* MATERIALS PROVIDED
════════════════════
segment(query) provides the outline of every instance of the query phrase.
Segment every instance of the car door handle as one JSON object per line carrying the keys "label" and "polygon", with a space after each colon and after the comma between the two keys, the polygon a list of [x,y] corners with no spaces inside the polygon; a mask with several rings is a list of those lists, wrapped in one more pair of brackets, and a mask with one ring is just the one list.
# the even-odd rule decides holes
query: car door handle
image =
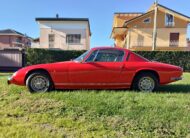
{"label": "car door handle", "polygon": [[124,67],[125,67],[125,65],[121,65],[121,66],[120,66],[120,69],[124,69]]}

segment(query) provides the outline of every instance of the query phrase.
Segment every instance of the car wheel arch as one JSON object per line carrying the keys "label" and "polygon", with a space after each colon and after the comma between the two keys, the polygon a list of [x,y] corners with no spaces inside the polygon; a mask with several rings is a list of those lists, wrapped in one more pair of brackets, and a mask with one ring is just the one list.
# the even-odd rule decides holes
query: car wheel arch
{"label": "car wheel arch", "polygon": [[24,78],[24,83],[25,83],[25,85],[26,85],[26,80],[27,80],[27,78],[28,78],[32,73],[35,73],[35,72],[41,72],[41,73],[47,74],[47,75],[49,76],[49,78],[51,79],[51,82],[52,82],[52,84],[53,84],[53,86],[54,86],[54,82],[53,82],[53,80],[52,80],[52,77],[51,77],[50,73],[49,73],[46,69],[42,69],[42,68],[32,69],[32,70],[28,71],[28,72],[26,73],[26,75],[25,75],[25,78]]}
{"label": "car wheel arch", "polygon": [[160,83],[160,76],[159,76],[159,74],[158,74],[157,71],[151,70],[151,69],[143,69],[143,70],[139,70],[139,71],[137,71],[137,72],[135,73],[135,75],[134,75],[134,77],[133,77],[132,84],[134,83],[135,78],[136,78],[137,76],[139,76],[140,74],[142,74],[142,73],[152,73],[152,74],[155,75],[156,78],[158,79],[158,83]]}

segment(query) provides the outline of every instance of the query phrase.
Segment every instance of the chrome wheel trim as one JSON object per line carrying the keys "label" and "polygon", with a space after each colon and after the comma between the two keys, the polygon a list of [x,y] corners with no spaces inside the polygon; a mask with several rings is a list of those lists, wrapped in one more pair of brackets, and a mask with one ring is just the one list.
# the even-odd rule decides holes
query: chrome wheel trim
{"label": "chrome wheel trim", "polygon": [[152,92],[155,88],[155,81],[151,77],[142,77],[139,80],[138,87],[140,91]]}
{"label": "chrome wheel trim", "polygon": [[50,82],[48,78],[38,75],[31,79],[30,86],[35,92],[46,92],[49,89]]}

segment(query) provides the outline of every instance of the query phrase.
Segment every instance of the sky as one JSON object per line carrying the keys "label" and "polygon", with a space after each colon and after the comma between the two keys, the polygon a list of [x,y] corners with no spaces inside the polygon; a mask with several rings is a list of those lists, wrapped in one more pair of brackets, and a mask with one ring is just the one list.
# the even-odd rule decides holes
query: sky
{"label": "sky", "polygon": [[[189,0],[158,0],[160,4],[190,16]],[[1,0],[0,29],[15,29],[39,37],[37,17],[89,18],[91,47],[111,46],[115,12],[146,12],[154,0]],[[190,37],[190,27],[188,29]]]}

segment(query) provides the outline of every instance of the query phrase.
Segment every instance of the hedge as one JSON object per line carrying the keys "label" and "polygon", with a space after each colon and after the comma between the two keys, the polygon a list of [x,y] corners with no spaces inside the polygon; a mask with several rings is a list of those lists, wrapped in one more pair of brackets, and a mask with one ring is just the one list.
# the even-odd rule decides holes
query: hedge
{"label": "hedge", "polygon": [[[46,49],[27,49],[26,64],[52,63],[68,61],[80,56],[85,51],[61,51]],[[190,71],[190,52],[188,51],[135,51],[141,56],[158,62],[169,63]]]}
════════════════════
Can you echo all of the lines above word for word, leaving out the pictures?

segment(query) provides the outline of every instance of the query phrase.
Segment every instance of the car door handle as one JSON object per line carrying the keys "label" and "polygon", with a space after each colon and after the comma between the two keys, the polygon a list of [x,y] corners with no spaces inside the polygon; a mask with several rings is a list of those lists, wrapped in one more pair of brackets, and a mask with one ring is just the one list.
# the even-odd rule decides holes
query: car door handle
image =
{"label": "car door handle", "polygon": [[124,67],[125,67],[125,65],[121,65],[121,66],[120,66],[120,69],[124,69]]}

segment(query) provides the outline of every instance of the query phrase.
Segment every instance of the car wheel arch as one JSON object per line carrying the keys "label" and "polygon", with a space after each colon and after the comma between the two keys, the polygon a list of [x,y] corners with no spaces inside the polygon; a mask with several rings is a list of those lists, wrapped in one more pair of brackets, and a mask with one ring is just the one list.
# the even-odd rule decides holes
query: car wheel arch
{"label": "car wheel arch", "polygon": [[24,78],[24,83],[25,83],[25,85],[26,85],[26,80],[27,80],[27,78],[28,78],[32,73],[35,73],[35,72],[41,72],[41,73],[47,74],[47,75],[49,76],[49,78],[51,79],[51,82],[52,82],[52,84],[53,84],[53,86],[54,86],[54,82],[53,82],[53,80],[52,80],[52,77],[51,77],[50,73],[49,73],[46,69],[42,69],[42,68],[32,69],[32,70],[28,71],[28,72],[26,73],[26,75],[25,75],[25,78]]}
{"label": "car wheel arch", "polygon": [[160,83],[160,76],[159,76],[159,74],[158,74],[157,71],[151,70],[151,69],[143,69],[143,70],[139,70],[139,71],[137,71],[137,72],[135,73],[135,75],[134,75],[134,77],[133,77],[132,84],[134,83],[135,78],[136,78],[137,76],[139,76],[140,74],[142,74],[142,73],[152,73],[152,74],[155,75],[156,78],[158,79],[158,83]]}

segment(query) provides the outline of every instance of the query phrase.
Segment every instance of the chrome wheel trim as one JSON object per line carrying the keys "label" and "polygon", with a space after each colon and after the comma between the two keys, the polygon a list of [x,y] corners with no spaces inside the polygon; a mask with several rings is a list of those lists, wrapped in one more pair of brackets, and a mask with one ring is just the one list.
# the even-odd rule decides holes
query: chrome wheel trim
{"label": "chrome wheel trim", "polygon": [[152,92],[155,88],[155,81],[151,77],[142,77],[139,80],[138,87],[140,91]]}
{"label": "chrome wheel trim", "polygon": [[50,82],[48,78],[38,75],[31,79],[30,86],[35,92],[46,92],[49,89]]}

segment(query) provides the outline of every instance of the query phrase.
Segment every instance of the sky as one JSON object per line carrying the keys "label" and "polygon", with a space after each colon and after the comma between the two keys, the polygon a list of [x,y] corners with no spaces inside the polygon; a mask with several rings is a list of those lists, wrapped in one more pair of brackets, and a mask with one ring is just the one list.
# the even-odd rule decides holes
query: sky
{"label": "sky", "polygon": [[[189,0],[158,0],[160,4],[190,16]],[[1,0],[0,29],[15,29],[39,37],[37,17],[89,18],[91,47],[111,46],[115,12],[146,12],[154,0]],[[190,37],[190,27],[188,29]]]}

segment(query) provides the outline of every instance of the query phrase.
Segment every instance of the hedge as one JSON object per line carrying the keys "label" and "polygon", with a space after each colon and after the comma between the two keys, the polygon a list of [x,y] corners with no spaces inside the polygon; a mask with several rings is a list of those lists, wrapped in one more pair of brackets, and a mask with one ring is just the one list.
# the even-odd rule decides holes
query: hedge
{"label": "hedge", "polygon": [[[46,49],[27,49],[26,64],[52,63],[68,61],[80,56],[85,51],[61,51]],[[190,71],[190,52],[188,51],[135,51],[141,56],[158,62],[169,63]]]}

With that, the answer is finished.